Activity — Reproduce the records exactly.

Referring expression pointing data
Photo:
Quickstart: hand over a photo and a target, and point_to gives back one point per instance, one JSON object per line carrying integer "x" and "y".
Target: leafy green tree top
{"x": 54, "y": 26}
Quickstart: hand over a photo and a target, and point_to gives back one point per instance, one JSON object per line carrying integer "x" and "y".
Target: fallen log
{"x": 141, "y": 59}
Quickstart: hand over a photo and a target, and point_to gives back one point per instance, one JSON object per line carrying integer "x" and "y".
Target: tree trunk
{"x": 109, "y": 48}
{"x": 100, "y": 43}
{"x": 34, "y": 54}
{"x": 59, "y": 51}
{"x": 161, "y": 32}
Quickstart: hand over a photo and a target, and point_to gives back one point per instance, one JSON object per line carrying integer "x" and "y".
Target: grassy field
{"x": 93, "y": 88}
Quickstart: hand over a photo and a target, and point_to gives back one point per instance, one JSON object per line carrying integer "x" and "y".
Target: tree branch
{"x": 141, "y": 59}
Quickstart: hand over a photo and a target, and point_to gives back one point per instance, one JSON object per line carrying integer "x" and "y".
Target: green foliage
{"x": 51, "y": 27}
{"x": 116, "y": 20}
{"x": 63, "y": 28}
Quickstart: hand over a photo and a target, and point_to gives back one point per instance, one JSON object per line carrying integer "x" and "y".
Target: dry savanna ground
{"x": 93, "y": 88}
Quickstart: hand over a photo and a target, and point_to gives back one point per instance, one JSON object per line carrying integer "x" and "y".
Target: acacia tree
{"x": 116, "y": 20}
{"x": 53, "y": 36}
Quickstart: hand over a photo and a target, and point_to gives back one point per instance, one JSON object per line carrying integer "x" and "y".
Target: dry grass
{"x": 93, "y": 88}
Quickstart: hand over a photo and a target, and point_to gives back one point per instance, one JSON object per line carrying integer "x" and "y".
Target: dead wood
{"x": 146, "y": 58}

Task answer —
Photo:
Quickstart: hand over a photo and a target, and point_to gives back one point per instance, one JSON object per line carrying integer "x" and "y".
Target: leafy green tree top
{"x": 54, "y": 26}
Quickstart: hand over a photo and a target, and point_to gives back one point per instance, one JSON object per line carrying integer "x" and "y".
Target: fallen log
{"x": 141, "y": 59}
Quickstart: hand over a photo and a target, and point_to gives back one point per instance, one JSON object per line carrying integer "x" and "y".
Target: tree trunk
{"x": 109, "y": 48}
{"x": 100, "y": 43}
{"x": 34, "y": 54}
{"x": 59, "y": 51}
{"x": 161, "y": 32}
Quickstart: hand over a photo and a target, and point_to gives back one point per instance, one JSON object per line carrying integer "x" and "y".
Target: grassy field
{"x": 93, "y": 88}
Quickstart: hand over a photo and a target, and point_to gives back one point per instance, one JSON object per line carrying integer "x" and "y".
Target: tree branch
{"x": 141, "y": 59}
Quickstart: hand over a photo and a target, and point_to gives back one point per instance, one JSON object per line carrying integer "x" and "y".
Target: green foliage
{"x": 51, "y": 27}
{"x": 116, "y": 20}
{"x": 63, "y": 28}
Quickstart: hand over a photo and a target, and point_to gives back one point per instance, one JSON object per line carrying integer "x" and "y".
Target: dry savanna ground
{"x": 93, "y": 88}
Quickstart: hand over a photo and a target, and point_to gives back one point per instance, one JSON object per line carrying integer "x" and "y".
Target: acacia tree
{"x": 116, "y": 20}
{"x": 53, "y": 36}
Quickstart: hand over a photo and a target, and point_to gives back one point per instance, one JSON object per line carrying integer "x" and "y".
Target: dry grass
{"x": 93, "y": 88}
Quickstart: hand over a photo and a target, and point_to gives back one point per instance, one JSON object per line carrying integer "x" and "y".
Target: dead wood
{"x": 146, "y": 58}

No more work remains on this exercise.